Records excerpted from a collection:
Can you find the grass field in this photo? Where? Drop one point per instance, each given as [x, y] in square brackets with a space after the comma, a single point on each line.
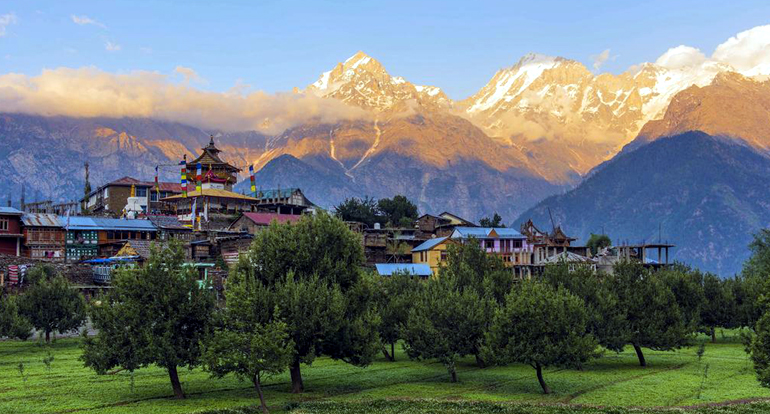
[672, 379]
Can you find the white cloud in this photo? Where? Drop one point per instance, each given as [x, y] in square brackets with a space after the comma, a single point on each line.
[84, 20]
[5, 21]
[90, 92]
[111, 47]
[602, 58]
[748, 51]
[681, 57]
[189, 75]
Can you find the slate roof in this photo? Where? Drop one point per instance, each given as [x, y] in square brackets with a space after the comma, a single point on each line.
[40, 220]
[429, 244]
[213, 193]
[484, 233]
[10, 211]
[416, 269]
[266, 218]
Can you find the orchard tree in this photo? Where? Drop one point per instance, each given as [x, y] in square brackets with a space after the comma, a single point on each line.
[158, 314]
[541, 326]
[12, 325]
[51, 304]
[446, 324]
[394, 298]
[242, 342]
[606, 318]
[653, 317]
[313, 268]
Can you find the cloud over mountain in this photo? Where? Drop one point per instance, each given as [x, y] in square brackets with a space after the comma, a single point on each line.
[90, 92]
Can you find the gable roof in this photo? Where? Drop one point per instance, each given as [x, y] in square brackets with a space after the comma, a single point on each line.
[40, 220]
[486, 233]
[266, 218]
[416, 269]
[429, 244]
[10, 211]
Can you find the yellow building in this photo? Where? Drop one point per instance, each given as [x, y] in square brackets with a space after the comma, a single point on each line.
[432, 252]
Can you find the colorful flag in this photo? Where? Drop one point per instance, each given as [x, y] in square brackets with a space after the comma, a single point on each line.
[199, 178]
[184, 178]
[253, 185]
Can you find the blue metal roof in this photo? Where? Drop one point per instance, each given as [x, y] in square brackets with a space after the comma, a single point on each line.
[429, 244]
[388, 269]
[483, 233]
[98, 223]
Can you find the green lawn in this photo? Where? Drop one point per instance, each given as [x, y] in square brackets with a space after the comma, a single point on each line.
[671, 379]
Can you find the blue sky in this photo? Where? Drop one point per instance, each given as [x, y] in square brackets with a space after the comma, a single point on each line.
[277, 45]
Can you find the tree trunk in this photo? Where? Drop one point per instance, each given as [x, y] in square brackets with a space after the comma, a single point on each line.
[640, 355]
[389, 357]
[540, 379]
[452, 371]
[175, 384]
[480, 361]
[258, 386]
[296, 379]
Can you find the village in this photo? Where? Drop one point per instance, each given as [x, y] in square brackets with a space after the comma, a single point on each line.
[115, 224]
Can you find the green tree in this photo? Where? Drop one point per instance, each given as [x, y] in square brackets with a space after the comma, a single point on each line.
[158, 314]
[597, 242]
[606, 318]
[445, 323]
[51, 304]
[394, 298]
[541, 326]
[314, 266]
[718, 305]
[363, 210]
[12, 325]
[242, 342]
[653, 317]
[495, 221]
[398, 211]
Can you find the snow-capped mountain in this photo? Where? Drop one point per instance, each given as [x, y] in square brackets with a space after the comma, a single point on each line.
[362, 81]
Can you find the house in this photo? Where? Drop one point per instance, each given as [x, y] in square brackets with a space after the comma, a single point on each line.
[431, 252]
[111, 199]
[414, 269]
[508, 244]
[253, 222]
[10, 231]
[169, 227]
[44, 236]
[89, 237]
[441, 225]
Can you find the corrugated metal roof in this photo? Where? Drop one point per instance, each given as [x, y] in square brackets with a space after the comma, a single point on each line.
[483, 233]
[10, 210]
[212, 193]
[416, 269]
[267, 218]
[40, 220]
[98, 223]
[429, 244]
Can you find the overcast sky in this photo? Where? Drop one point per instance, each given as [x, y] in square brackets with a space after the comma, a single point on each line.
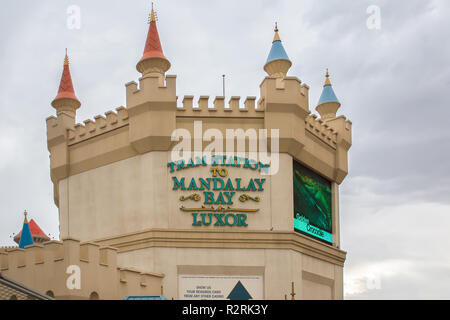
[392, 83]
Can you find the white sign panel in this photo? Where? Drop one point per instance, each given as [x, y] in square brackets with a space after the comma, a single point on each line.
[211, 287]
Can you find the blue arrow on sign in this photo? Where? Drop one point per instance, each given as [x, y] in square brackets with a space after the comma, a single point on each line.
[239, 293]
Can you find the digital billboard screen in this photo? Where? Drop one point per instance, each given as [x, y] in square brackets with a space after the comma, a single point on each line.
[312, 204]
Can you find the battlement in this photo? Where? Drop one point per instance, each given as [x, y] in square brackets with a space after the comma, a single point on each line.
[321, 130]
[233, 109]
[101, 124]
[151, 88]
[47, 266]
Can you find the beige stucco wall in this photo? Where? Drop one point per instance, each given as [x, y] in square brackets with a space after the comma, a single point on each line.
[136, 194]
[313, 278]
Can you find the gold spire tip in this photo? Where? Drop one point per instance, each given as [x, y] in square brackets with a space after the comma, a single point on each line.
[152, 15]
[327, 80]
[277, 36]
[66, 59]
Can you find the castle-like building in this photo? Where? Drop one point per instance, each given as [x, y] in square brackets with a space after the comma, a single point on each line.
[134, 220]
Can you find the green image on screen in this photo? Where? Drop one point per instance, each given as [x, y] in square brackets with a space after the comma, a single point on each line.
[312, 203]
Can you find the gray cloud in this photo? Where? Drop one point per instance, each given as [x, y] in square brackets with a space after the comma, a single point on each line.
[392, 84]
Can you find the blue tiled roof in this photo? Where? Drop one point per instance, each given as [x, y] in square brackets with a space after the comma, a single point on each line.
[277, 52]
[327, 95]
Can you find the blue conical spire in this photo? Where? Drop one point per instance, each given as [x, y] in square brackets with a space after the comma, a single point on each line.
[277, 51]
[25, 238]
[328, 94]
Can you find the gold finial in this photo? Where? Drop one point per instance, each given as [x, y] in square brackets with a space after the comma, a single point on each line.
[327, 79]
[152, 15]
[66, 59]
[277, 36]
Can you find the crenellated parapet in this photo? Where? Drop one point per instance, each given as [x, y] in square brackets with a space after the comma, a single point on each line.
[218, 108]
[151, 109]
[321, 130]
[48, 267]
[100, 125]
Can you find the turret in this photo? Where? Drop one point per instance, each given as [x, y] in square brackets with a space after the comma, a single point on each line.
[153, 62]
[278, 63]
[328, 104]
[66, 103]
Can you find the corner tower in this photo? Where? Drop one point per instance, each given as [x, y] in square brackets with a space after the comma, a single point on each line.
[153, 61]
[278, 63]
[328, 104]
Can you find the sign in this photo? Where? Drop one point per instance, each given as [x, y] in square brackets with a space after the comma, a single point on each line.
[312, 204]
[215, 287]
[217, 195]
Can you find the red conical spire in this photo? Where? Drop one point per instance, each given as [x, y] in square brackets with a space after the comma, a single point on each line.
[153, 47]
[66, 90]
[153, 51]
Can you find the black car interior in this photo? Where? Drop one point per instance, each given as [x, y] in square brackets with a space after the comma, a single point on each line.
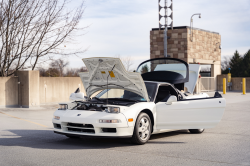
[164, 92]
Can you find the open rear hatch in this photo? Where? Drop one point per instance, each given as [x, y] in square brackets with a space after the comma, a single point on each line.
[171, 70]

### Exercise brief
Reproduce the data verbatim. Do not carry any picture into the copy.

### The result
Can you find the grass field in this photo? Where? Drop one point per instance, each given as [x, y] in square brackets with a space after the comma, a single point on each line.
[672, 379]
Can you find the white cloud in this photo? Where? Drop one point per instance, each given as [x, y] in square brackets with a space after the comma, a single point on each line.
[84, 20]
[5, 21]
[90, 92]
[111, 47]
[602, 58]
[748, 51]
[681, 57]
[189, 75]
Can you find the slate roof in this photo? Where? Drop one point per instance, each given as [x, y] in square brackets with a space after the comma, a single point on each line.
[40, 220]
[429, 244]
[213, 193]
[484, 233]
[10, 211]
[416, 269]
[266, 218]
Can you find the orchard tree in this photo? Where? Drop one point per instance, each given as [x, y] in square brackets with a space after the comma, a single point on each line.
[158, 314]
[541, 326]
[12, 325]
[51, 304]
[446, 324]
[394, 298]
[242, 342]
[606, 318]
[653, 317]
[313, 268]
Can you find the cloud over mountain in this photo? Where? Drop one point per instance, each given as [x, y] in square brackets with a space after the comma, a single point on each line.
[90, 92]
Can you find the gable roof in this photo? Where? Drop one point per instance, each given as [x, y] in square brackets with a space after the comma, a single point on each line.
[40, 220]
[486, 233]
[266, 218]
[416, 269]
[429, 244]
[10, 211]
Can you find the yellow building in this photo? Where? Drop one point per instance, each given as [x, y] in square brackets with a space after the comma, a single point on each line.
[432, 252]
Can you find the colorful flag in this photo? Where? Drop one point per instance, each given as [x, y] in square brackets with a space after the comma, a single point on each line.
[199, 178]
[184, 178]
[253, 185]
Can you find the blue metal roof in this photo? Where? Drop one point per instance, each given as [x, y] in square brackets with a space after the comma, a single point on each line.
[429, 244]
[388, 269]
[483, 233]
[98, 223]
Can you find the green lawn in this photo? Where? Drop one point per instance, each given as [x, y] in square brackets with a space after the comma, a single point on each line.
[671, 379]
Can you find the blue sky in this photo? Where? Drop one point per instance, each given as [x, y] in square brackets with a space after the comma, a single point on each line.
[277, 45]
Can you find the tree trunk in this photo? Where? Drop one point per instance, each given as [x, y] in square brackets with a space after the comma, a single point on each line.
[640, 355]
[389, 357]
[540, 379]
[452, 371]
[175, 384]
[480, 361]
[258, 386]
[296, 379]
Can you find the village in this photo? Where? Drop one point per instance, each given as [x, y] in square brackets with a space after the comma, a single point on each line.
[115, 224]
Can you find the green tree in this photo? Where? Drop one point per instance, each given as [x, y] in square brackets with a space after the comma, a single point on each line.
[158, 314]
[597, 242]
[606, 318]
[445, 323]
[51, 304]
[394, 298]
[541, 326]
[314, 266]
[718, 305]
[363, 210]
[12, 325]
[242, 342]
[653, 317]
[495, 221]
[398, 211]
Can you find the snow-capped mountain in this photo? Where? Drop one point per instance, each given as [x, y] in square brackets with a space after the comma, a single point on each line.
[362, 81]
Can you find the house in this photo? Where? Drop one point per instance, each given as [x, y] in square brackets with a space after the comma, a single point on each line.
[431, 252]
[111, 199]
[414, 269]
[508, 244]
[253, 222]
[10, 231]
[169, 227]
[44, 236]
[89, 237]
[441, 225]
Can you find the corrugated metal roof in this photo? Where? Drop one point per instance, each given as [x, y] in square brackets with a space after the comma, a single point on each line.
[483, 233]
[10, 210]
[212, 193]
[416, 269]
[267, 218]
[40, 220]
[98, 223]
[429, 244]
Can you find the overcast sky in this photo? Where? Drop one point per instance, each given as [x, y] in square brackets with a space after the comma, a single point on each line.
[392, 83]
Can you find the white sign panel in this photo? Where? Drop one point per instance, each given as [x, y] in square brackets with a space after the comma, a single point on each line.
[211, 287]
Can you find the blue arrow on sign in this photo? Where? Drop one point per instance, each given as [x, y] in square brackets with a space after the comma, a single point on each line.
[239, 293]
Can you find the digital billboard screen in this photo? Where? Drop one point per instance, each given as [x, y] in square brackets with a space after the comma, a single point on each line.
[312, 204]
Can you find the battlement in this photo? Where? Drop one point per instance, each given as [x, y] in square brackets with a space after the comma, a single point on each line.
[321, 130]
[233, 109]
[101, 124]
[151, 88]
[47, 266]
Can you find the beige stucco wall in this photo? Where? Drop one point per instance, each given as [x, y] in square brackets with a space after the comma, a single point on each line.
[136, 194]
[313, 278]
Can you find the gold spire tip in this photo? Where? Drop one point per instance, each given as [x, y] in square brackets with a space after the comma, a single point on each line.
[152, 15]
[327, 80]
[277, 36]
[66, 59]
Can you find the castle-like building in this photo? Where? Drop one point per instance, each given as [x, y] in square brackets with a space after the comma, a single point on each line.
[134, 220]
Can you find the green image on screen in this photo? Where? Drop one point per instance, each given as [x, y] in square brackets with a space after the comma, a single point on each line.
[312, 203]
Can you find the gray cloud in this photo? Where? Drop one point per instance, each given as [x, y] in square brackets with a space after the comma, a single point on each line.
[392, 84]
Can you find the blue tiled roof in this photo? Where? Drop one point per instance, each given as [x, y] in square brackets with a space after the comma, a single point on each line.
[277, 52]
[327, 95]
Can you find the blue conical spire in this photo? Where? Drop one point per instance, each given as [x, y] in square brackets with a space after the comma, a single point on each line.
[277, 51]
[25, 238]
[328, 94]
Can you find the gold finial in this photo? Where? Drop one point per instance, each given as [x, y] in square brackets with a space after the comma, a single point on each line.
[327, 79]
[152, 15]
[66, 59]
[277, 36]
Can you find the crenellated parapet in this photo? Where? Drop one point per instance, each given as [x, y] in square brackets with a space after the comma, a single point on each line.
[218, 108]
[151, 109]
[321, 130]
[48, 267]
[100, 125]
Can you find the turret in this photo? Where? Drop one point per instance, each given as [x, y] in square brackets with a space after the comma, a single point on each line.
[153, 62]
[278, 63]
[328, 104]
[66, 103]
Can you find the corner tower in this photo? Where? Drop one point per instance, each given as [x, y] in square brackets with a space after the comma, a single point on each line.
[153, 61]
[278, 63]
[328, 104]
Can you find the sign in this photo? Where? Drop one point per instance, each given as [x, y] in square brackets with a space after the comma, a single point on each line.
[312, 204]
[215, 287]
[217, 195]
Can you find the red conical spire in this photo? Where? Drop one point per instance, each given as [x, y] in square brackets with a space after the comma, a single point on each line.
[153, 47]
[66, 90]
[153, 51]
Can you find the black car interior in this photo? Where? Drop one point per instance, each given as [x, y] in square brackets with a space after the comma, a single point on each line.
[164, 92]
Can you find the open rear hatch in this photo? Where? Drop one point per instance, each given as [x, y] in square brackets with a space after the comma, a single point on each line.
[171, 70]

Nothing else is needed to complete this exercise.